- Source material -
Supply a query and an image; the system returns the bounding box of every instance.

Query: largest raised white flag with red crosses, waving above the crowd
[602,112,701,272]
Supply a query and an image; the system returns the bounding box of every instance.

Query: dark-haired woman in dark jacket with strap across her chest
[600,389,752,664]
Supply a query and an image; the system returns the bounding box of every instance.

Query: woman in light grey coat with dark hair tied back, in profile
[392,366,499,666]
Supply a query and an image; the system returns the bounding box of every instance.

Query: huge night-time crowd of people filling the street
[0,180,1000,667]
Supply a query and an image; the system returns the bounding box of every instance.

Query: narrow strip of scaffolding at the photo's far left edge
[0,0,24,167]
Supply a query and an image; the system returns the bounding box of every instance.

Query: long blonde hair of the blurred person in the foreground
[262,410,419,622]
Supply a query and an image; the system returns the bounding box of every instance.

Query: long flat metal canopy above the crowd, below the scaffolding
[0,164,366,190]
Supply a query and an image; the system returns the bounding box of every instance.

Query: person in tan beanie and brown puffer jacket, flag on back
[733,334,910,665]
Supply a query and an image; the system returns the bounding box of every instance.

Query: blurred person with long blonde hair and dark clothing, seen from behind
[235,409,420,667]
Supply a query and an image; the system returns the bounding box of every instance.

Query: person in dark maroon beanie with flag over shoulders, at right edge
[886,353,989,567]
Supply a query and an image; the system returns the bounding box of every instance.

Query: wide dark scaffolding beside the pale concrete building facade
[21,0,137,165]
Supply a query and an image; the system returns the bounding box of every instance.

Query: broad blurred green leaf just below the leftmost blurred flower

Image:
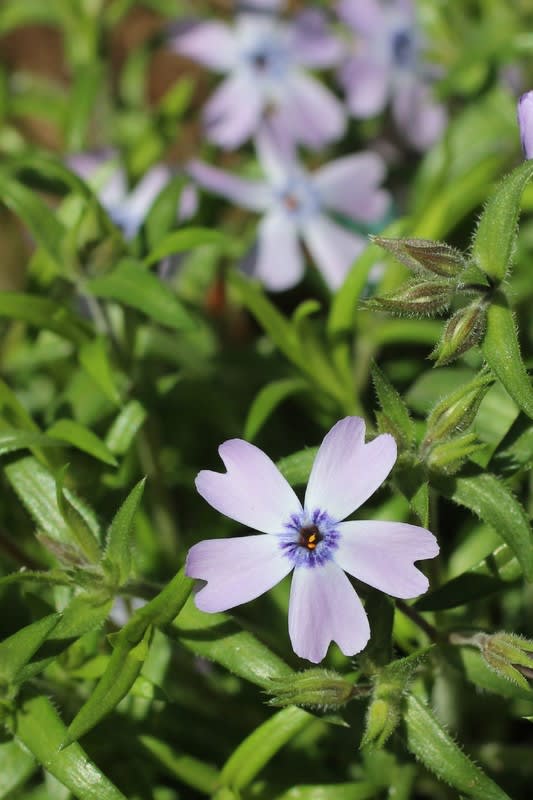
[87,260,195,331]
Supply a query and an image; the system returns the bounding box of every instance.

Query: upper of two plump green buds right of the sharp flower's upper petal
[422,370,494,450]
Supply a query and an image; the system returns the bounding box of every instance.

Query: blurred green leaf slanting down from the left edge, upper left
[0,171,65,266]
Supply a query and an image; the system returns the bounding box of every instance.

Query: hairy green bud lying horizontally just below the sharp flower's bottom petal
[268,669,357,709]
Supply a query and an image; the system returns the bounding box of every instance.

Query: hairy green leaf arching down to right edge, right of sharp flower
[433,473,533,581]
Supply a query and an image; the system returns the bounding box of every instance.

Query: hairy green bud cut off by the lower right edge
[474,631,533,689]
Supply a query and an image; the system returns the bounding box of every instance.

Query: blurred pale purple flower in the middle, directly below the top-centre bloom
[189,137,390,291]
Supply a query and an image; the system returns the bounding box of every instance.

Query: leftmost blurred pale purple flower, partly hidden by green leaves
[68,152,197,239]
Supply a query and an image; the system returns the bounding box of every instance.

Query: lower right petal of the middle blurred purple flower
[302,214,367,291]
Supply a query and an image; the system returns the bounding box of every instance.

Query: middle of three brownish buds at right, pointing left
[367,281,455,316]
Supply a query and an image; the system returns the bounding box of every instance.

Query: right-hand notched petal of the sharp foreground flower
[334,521,439,598]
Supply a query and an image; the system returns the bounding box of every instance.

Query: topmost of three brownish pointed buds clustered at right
[371,236,466,278]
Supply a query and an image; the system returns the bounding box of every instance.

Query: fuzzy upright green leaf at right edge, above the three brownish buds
[472,161,533,283]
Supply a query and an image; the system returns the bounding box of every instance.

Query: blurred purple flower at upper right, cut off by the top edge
[337,0,447,150]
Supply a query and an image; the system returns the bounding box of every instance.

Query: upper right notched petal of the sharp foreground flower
[304,417,396,520]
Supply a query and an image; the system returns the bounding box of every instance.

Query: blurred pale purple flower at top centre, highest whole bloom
[170,10,345,150]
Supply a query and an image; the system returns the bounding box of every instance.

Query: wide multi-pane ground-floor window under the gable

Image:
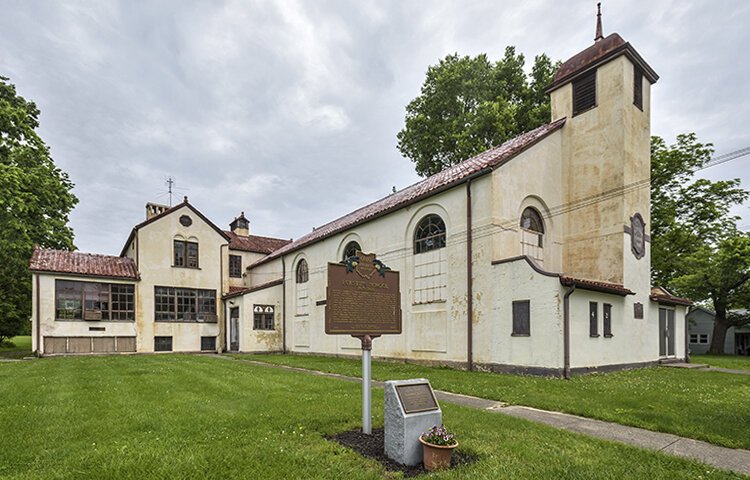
[154,287,217,323]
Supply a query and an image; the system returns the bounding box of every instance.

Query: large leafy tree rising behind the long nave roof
[397,47,559,176]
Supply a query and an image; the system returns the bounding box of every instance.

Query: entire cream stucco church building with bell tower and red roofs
[31,22,689,374]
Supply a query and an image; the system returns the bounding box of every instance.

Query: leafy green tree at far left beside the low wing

- Exercise description -
Reproduce the listing exactly. Leave its pictures out.

- Exercise output -
Supply a query and an image; the system returns the bounding box of every instance.

Query: largest raised white flag with red crosses, waving above the crowd
[602,112,701,272]
Supply a query and an image; the system returns the bounding box of every instance.

Query: dark-haired woman in dark jacket with strap across her chest
[600,389,752,664]
Supply a query and an image; the system returns the bounding box of every instance.

Query: woman in light grey coat with dark hair tied back, in profile
[392,366,499,666]
Supply a query and an image; the system returns the bounding box of every instance.

Query: huge night-time crowd of people filling the street
[0,180,1000,667]
Supply a query and an image; the system returns the bounding box of every instance.

Query: narrow strip of scaffolding at the photo's far left edge
[0,0,24,167]
Supply a query and an image; the system returns the bounding box of every instance.

Query: long blonde hair of the blurred person in the foreground
[262,410,419,622]
Supply a query and an image; the system returns the bounding box of every instance.

Query: long flat metal canopy above the crowd, below the scaffolding
[0,164,366,190]
Supply a query and an image; the system returns the bounding box of every instance.

Query: person in tan beanie and brown puffer jacket, flag on back
[733,334,910,665]
Supply a query and an image; the system returns the bounding box of every instance.

Query: blurred person with long blonde hair and dark clothing, seen from behind
[235,409,420,667]
Supply a query and an image; the system returns the bounding box of every instance.

Query: person in dark maroon beanie with flag over shoulders, at right edge
[886,353,989,567]
Supply a query and an image; the system returns the bounding box of every instance.

Query: wide dark scaffolding beside the pale concrete building facade
[21,0,137,165]
Supply a query and an image; the system returns the bounding box of every instance.

Query: broad blurred green leaf just below the leftmost blurred flower

Image:
[87,260,195,331]
Supply a query and an image; the system returns the bounding box of every instance.

Query: upper of two plump green buds right of the sharp flower's upper petal
[422,370,494,450]
Supply a query and an image; the system returns the bounding box of every instance.

Query: blurred green leaf slanting down from the left edge, upper left
[0,171,65,266]
Supply a query and an image; the system returns the bounding box of every instance.

Query: hairy green bud lying horizontally just below the sharp flower's bottom petal
[268,669,357,709]
Supply a query and an image; the system returns the bounding box of every instance.

Query: hairy green leaf arching down to right edge, right of sharp flower
[433,473,533,581]
Supply a query and an image; the system returns the bounding box of every instance.

Query: hairy green bud cut off by the lower right edge
[474,631,533,689]
Supply a query and an image; the system returns the bounding box of every instance.

Query: blurred pale purple flower in the middle, directly below the top-centre bloom
[189,137,390,291]
Supply a query and an image; the system returns the bounding box of every instance.

Query: leftmost blurred pale purple flower, partly hidden by green leaves
[68,152,197,239]
Supply a query and an image; the system returns the bounding box of every instance.

Query: lower right petal of the middle blurred purple flower
[302,214,367,291]
Supply a query and an image; the system returns the bounding box of every instance.

Query: middle of three brownish buds at right, pointing left
[367,281,455,316]
Supply a query and an image; the system returns the bounding box of every instance.

Query: right-hand notched petal of the sharp foreground flower
[334,521,439,598]
Supply a query and an image; the system returns the bounding box of every instance.

Query: topmost of three brownish pointed buds clustered at right
[371,236,466,278]
Supply a query and an image; the system returns the bounding box of every instance.

Query: fuzzy upright green leaf at right edge, above the three brownish buds
[472,161,533,283]
Supply a query and an image; the system returns the bounding box of every instance.

Query: blurred purple flower at upper right, cut off by the top edge
[337,0,447,150]
Supply a query and an image; the system returns the bounding box of every instance.

Query: upper right notched petal of the sharp foreground flower
[304,417,396,520]
Supply a query and an image; the system returns the bounding box of every instance.

Query: blurred pale purple flower at top centre, highest whole bloom
[170,10,345,150]
Supply a query and an image; the system returns the bounding box of every instance.

Query: wide multi-pane ground-floor window under the gable

Image:
[154,287,217,323]
Supply a query and an image; the system returns the bounding box of every instance.

Query: large leafy tree rising behind the long nave roof
[397,47,559,176]
Supply a query and an image; the system returns the bounding box of every instance.

Query: entire cream stucco church building with bell tower and red roofs
[31,22,689,374]
Supply a query and an image; the system returns the bounding box of every instance.

Query: leafy green tree at far left beside the low wing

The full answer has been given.